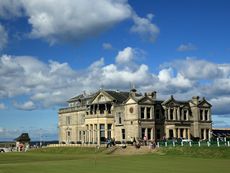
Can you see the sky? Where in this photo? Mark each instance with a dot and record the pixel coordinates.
(50, 52)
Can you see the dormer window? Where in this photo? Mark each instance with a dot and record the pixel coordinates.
(206, 115)
(185, 115)
(157, 114)
(201, 114)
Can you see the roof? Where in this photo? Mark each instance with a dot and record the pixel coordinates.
(119, 96)
(171, 99)
(221, 132)
(24, 137)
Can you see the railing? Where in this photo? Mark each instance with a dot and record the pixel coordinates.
(193, 143)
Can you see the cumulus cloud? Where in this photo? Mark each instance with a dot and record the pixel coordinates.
(186, 47)
(8, 134)
(3, 37)
(10, 8)
(28, 106)
(107, 46)
(145, 28)
(126, 55)
(195, 68)
(50, 84)
(76, 20)
(81, 19)
(2, 106)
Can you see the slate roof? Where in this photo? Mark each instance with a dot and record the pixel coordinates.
(24, 137)
(119, 96)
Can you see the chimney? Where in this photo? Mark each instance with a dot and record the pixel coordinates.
(133, 92)
(195, 99)
(152, 95)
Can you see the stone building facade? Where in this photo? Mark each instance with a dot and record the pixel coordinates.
(124, 116)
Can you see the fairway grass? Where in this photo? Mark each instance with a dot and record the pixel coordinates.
(82, 160)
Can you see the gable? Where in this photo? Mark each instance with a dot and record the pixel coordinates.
(145, 100)
(102, 98)
(171, 103)
(205, 104)
(131, 101)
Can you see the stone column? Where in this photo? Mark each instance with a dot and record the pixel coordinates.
(151, 133)
(112, 131)
(94, 109)
(106, 130)
(98, 134)
(178, 114)
(89, 134)
(174, 113)
(167, 133)
(187, 115)
(151, 112)
(93, 134)
(174, 132)
(203, 112)
(169, 114)
(189, 137)
(184, 133)
(204, 133)
(178, 133)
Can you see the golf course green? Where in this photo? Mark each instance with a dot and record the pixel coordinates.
(86, 160)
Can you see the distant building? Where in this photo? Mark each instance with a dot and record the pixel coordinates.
(127, 115)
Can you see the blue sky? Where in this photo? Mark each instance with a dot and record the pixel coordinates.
(52, 51)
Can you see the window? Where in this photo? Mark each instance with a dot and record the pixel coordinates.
(171, 114)
(109, 131)
(157, 114)
(148, 112)
(142, 133)
(206, 115)
(68, 120)
(123, 133)
(158, 134)
(149, 133)
(202, 133)
(185, 114)
(68, 133)
(102, 132)
(201, 114)
(142, 112)
(119, 120)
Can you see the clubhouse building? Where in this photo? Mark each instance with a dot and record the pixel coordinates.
(123, 116)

▬▬▬▬▬▬

Output every line of the entries above without any changes, leaving out the picture.

Can you see the sky? Where in this photo? Mark each instance with a dot and record the pixel coordinates.
(50, 52)
Can you see the dormer window? Where in this photo? Mark each instance with a dot and record the pixel coordinates.
(206, 115)
(185, 115)
(157, 114)
(201, 114)
Can you see the roof? Where in this photo? Mark each instance with a dot and record the pixel coordinates.
(119, 96)
(171, 99)
(221, 132)
(24, 137)
Can you see the railing? Where in this photo? Mark each instance with a dot and record the pixel coordinates.
(193, 143)
Can you see the cumulus cloud? Where in this photo? Mark each instance with a dot and record the pixel coordinates.
(186, 47)
(8, 134)
(3, 37)
(10, 8)
(28, 106)
(107, 46)
(145, 28)
(126, 55)
(195, 68)
(50, 84)
(76, 20)
(81, 19)
(2, 106)
Can you see the slate roof? Where in this photo? Mark each instance with a dot and record the pixel coordinates.
(24, 137)
(119, 96)
Can you see the chimney? Where in this photo? Mark each instance with a dot and record the pixel coordinates.
(133, 92)
(195, 99)
(152, 95)
Can you see the stone building facade? Where in this photo? Mark each instance with a dot and record the pixel coordinates.
(124, 116)
Can you see the fairway grass? Where in this photo? Mark each instance with a dot and record the pixel coordinates.
(82, 160)
Can you see the gable? Where in this photo? Mark each instance with a dot and record the pixel coordinates.
(145, 100)
(102, 98)
(171, 103)
(205, 104)
(131, 101)
Can you see the stone column? Where in this photo? Mark each instance with a dot and record the pixel coordinates.
(151, 133)
(112, 131)
(94, 109)
(106, 130)
(98, 134)
(178, 114)
(89, 134)
(174, 113)
(167, 133)
(187, 115)
(151, 112)
(93, 134)
(174, 132)
(203, 112)
(169, 114)
(189, 137)
(184, 133)
(204, 133)
(178, 133)
Can you see the golf course green? Where in this photo? Mark each instance with a dot and record the pixel coordinates.
(86, 160)
Can you see the distant building? Where in this photo? Mark each instance with a dot and record the pixel coordinates.
(127, 115)
Can you see the blue sky? Where in this photo? Mark each instance with a dot and record the pixel coordinates.
(52, 51)
Can you see the window? Where in this photo? Mark each instance with a dot and record the pixel coordinates.
(171, 114)
(109, 131)
(157, 114)
(148, 112)
(142, 133)
(206, 115)
(68, 120)
(123, 133)
(158, 134)
(149, 133)
(202, 133)
(185, 114)
(68, 133)
(102, 132)
(201, 114)
(142, 112)
(119, 120)
Can you see the clubhouse building? Where in this photo? Mark each instance with a dot and record the pixel coordinates.
(123, 116)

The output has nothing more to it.